- _原文节选_
━━━━━━

动脉粥样硬化斑块生长-应力关系的研究

Rupture of atherosclerotic plaques can often lead to stroke or heart attack. It is well accepted that plaque formation is associated with low or oscillatory wall shear stress. However, plaque growth often leads to lumen narrowing and thus results in an increase of wall shear stress. How plaque develops to be vulnerable and what leads to plaque rupture are still unknown. The objective of this proposed study is to investigate the association between plaque morphology and its mechanical enviroment during atherosclerosis progression. In vitro phantom, apoE-/- mice atherosclerosis model and patients with moderate carotid stenosis will be studied by combining computational modelling, magnetic resonance imaging (MRI), mechanical test and pathological analysis to investigate plaque progression, and quantify the critical blood flow and plaque stress/strain conditions under which plaque rupture is likely to occur. In vitro phantom study will be performed using an MRI-compatible physiological flow circulation system. A parametric finite element model and minimization algorithm will be developed to characterize the mechanical properties of plaque components. The results of the numerical simulations will be validated by both the phantom and in vivo MRI. Image segmentation and 3D plaque reconstruction will be performed based on multi-sequence MRI to characterize the difference of plaque morphology. MRI-based three-dimensional computational models with multi-component plaque structure and their interaction with blood flow will be developed and solved numerically to simulate plaque stability and identify suitable plaque rupture risk indicators for more accurate plaque assessment. The association between plaque morphology and stress will be investiagted during plaque progression. An MRI-based patient-specific modelling system and numerical method will be developed and this will provide a framework for vulnerable plaque identification. Success of this project will lead to quantitative understanding of the underlying biomechanics of plaque progression and rupture. It may provide us a useful clinical tool for the identification of vulnerable plaques in patients with moderate carotid stenosis.

━━━━━━

- _数据_
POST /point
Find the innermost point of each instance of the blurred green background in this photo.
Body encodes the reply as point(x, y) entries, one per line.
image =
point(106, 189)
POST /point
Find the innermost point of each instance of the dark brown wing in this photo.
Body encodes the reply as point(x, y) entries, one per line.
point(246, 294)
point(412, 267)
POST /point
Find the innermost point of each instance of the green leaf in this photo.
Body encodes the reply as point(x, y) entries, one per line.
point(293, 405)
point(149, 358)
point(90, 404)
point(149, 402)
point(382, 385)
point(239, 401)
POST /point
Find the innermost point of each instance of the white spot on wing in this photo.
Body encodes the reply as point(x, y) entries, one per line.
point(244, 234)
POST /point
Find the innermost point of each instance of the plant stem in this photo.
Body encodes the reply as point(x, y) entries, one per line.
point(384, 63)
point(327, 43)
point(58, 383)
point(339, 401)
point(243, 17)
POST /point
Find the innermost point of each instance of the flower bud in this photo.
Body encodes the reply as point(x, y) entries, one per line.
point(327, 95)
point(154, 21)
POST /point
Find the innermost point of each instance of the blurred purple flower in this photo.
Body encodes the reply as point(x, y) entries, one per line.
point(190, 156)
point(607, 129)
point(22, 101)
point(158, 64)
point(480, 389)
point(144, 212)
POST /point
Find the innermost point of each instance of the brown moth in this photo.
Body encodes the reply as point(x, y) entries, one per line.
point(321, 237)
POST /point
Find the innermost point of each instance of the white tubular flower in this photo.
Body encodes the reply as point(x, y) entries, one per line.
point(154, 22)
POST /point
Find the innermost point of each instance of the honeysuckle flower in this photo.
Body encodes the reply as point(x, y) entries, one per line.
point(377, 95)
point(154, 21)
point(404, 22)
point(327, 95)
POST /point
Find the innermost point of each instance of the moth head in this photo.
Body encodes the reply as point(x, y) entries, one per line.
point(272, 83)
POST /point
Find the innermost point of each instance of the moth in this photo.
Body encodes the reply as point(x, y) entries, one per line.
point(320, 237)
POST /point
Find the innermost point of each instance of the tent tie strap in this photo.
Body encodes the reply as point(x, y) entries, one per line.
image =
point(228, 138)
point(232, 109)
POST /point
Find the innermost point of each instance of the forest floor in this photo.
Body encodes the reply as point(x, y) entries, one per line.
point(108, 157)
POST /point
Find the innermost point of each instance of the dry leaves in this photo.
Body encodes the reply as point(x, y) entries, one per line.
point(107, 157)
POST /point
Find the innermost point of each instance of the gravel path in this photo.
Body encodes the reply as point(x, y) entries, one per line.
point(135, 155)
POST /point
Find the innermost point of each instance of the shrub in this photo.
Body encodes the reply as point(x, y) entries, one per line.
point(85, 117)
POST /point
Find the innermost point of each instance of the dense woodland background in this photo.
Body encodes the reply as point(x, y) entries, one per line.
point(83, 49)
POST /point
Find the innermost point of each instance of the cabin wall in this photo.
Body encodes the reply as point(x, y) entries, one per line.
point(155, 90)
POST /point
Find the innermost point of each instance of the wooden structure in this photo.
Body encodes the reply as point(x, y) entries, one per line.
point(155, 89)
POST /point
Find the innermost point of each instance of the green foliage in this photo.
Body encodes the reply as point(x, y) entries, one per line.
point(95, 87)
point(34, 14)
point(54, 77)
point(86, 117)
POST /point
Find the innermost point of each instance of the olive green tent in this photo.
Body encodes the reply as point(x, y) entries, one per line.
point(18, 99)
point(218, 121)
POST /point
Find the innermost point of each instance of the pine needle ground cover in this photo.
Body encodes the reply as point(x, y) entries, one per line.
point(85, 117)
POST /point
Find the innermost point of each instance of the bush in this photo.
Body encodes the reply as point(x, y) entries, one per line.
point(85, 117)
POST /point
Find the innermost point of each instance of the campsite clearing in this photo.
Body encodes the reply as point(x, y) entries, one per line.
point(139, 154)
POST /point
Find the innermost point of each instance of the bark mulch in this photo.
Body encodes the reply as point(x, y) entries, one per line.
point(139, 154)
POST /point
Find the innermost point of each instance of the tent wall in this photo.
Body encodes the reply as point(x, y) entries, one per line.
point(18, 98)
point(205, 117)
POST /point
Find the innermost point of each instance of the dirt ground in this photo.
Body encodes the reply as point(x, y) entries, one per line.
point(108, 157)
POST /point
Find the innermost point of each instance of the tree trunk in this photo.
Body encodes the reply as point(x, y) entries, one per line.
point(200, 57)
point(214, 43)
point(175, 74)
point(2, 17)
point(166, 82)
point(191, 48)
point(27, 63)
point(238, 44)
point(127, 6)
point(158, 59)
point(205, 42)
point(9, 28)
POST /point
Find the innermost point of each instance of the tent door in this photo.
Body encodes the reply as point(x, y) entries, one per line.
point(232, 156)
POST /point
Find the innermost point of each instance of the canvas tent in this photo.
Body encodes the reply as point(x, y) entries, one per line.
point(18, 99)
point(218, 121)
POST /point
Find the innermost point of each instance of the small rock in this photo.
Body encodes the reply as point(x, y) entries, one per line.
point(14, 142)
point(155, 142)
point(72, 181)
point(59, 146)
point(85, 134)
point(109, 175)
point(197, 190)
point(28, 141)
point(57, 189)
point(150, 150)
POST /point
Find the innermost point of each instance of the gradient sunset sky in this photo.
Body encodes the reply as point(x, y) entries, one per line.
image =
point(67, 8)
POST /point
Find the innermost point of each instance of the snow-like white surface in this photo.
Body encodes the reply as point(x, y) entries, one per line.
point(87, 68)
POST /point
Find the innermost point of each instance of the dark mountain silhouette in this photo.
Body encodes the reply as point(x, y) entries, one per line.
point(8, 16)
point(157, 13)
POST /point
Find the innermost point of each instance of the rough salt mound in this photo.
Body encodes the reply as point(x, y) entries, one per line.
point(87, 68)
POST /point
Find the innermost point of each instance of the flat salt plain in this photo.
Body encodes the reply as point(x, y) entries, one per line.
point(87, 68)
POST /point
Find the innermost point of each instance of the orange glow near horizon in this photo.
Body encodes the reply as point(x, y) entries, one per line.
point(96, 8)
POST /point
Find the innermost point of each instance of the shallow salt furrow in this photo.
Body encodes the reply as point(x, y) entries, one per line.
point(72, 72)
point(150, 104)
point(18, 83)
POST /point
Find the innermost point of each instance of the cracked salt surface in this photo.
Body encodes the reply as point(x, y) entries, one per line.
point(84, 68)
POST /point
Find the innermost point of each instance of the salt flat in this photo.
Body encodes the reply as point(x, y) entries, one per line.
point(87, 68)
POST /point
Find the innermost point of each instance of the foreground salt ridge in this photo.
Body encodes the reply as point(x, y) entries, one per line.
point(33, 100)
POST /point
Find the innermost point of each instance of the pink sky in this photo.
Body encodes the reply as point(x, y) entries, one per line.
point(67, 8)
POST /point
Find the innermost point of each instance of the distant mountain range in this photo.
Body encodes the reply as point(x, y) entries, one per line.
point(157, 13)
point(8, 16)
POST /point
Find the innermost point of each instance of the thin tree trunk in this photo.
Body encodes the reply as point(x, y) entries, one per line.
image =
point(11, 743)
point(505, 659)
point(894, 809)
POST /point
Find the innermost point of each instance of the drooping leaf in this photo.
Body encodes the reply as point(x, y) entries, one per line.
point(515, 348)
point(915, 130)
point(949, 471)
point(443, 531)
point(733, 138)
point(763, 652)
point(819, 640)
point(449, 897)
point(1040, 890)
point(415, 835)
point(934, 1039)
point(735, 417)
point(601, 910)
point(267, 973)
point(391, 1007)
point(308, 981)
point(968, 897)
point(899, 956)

━━━━━━

- _练习要求_
1. 根据原文，斑块的形成通常与哪种壁面剪切应力有关？
2. 原文说研究斑块进展时会结合哪些方法？请全部列出。
请只根据原文作答。

- _参考答案_
1. 与低的或振荡的壁面剪切应力有关。

2. 计算建模、磁共振成像（MRI）、力学测试、病理分析。